§ WORK TO DO:
Can you rewrite the records from the line containing "Provide the segmentation of every instance of the woman" through the end of the records, keeping the requests unchanged but multiplying every vertex coordinate in the answers by 0.8 and rounding to whole numbers, halves up? Return only those lines.
>>>>
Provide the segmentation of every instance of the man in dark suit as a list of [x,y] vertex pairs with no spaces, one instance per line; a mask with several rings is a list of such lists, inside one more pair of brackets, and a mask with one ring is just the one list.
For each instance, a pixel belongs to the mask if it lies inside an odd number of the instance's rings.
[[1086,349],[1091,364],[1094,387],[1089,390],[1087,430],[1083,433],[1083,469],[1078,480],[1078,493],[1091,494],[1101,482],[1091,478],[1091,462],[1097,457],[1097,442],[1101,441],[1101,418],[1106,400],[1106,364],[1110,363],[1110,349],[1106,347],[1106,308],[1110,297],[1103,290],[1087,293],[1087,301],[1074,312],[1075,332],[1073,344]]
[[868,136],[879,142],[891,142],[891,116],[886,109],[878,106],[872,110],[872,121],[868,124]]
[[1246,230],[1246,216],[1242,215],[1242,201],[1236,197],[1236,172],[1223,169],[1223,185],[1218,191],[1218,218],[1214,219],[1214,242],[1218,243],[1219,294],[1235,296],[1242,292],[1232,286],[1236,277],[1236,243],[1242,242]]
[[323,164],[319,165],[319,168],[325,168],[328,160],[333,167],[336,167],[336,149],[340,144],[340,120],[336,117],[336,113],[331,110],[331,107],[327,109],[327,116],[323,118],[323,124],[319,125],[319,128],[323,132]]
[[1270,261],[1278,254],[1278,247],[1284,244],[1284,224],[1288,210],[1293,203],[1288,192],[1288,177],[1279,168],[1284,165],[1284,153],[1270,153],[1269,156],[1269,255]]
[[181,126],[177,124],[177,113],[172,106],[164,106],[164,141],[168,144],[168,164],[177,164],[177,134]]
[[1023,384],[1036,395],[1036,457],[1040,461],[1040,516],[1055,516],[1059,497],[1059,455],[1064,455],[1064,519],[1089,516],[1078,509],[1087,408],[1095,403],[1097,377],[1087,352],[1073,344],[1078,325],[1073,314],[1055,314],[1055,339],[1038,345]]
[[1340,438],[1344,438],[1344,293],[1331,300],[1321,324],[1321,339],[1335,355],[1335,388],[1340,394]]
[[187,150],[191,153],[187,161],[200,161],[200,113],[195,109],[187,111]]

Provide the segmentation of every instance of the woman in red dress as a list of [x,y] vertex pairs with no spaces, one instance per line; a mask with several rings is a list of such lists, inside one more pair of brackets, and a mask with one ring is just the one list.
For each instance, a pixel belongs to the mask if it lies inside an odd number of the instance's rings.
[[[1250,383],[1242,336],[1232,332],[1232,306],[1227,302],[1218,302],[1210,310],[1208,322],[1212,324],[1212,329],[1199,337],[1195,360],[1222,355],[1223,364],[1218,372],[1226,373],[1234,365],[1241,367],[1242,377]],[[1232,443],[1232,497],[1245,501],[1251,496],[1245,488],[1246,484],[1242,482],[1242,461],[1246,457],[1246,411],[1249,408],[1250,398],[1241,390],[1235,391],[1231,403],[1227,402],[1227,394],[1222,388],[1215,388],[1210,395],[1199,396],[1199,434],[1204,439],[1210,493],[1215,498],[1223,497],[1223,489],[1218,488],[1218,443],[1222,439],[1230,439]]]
<<<<
§ COMPLETE ANSWER:
Provide the segmentation of every instance of the woman in red dress as a list of [x,y] vertex pairs with no spaces, one instance per line; a mask with several rings is a list of such lists, inside one more pair of brackets, and a mask with one ring is just the one list.
For each instance, a pixel belongs to the mask if it lies inside an odd number of the instance's rings.
[[[1000,306],[994,269],[986,266],[986,245],[982,242],[974,242],[968,248],[966,258],[970,259],[970,263],[959,270],[956,288],[978,284],[978,291],[974,298],[981,298],[987,292],[993,294],[994,302]],[[986,354],[986,398],[996,401],[1001,397],[996,390],[997,387],[994,386],[994,369],[997,366],[997,329],[999,326],[1000,318],[993,312],[988,313],[985,322],[982,322],[982,315],[978,310],[972,310],[968,316],[959,317],[959,347],[963,351],[968,394],[972,398],[978,398],[978,391],[974,390],[974,354],[978,351],[984,351]]]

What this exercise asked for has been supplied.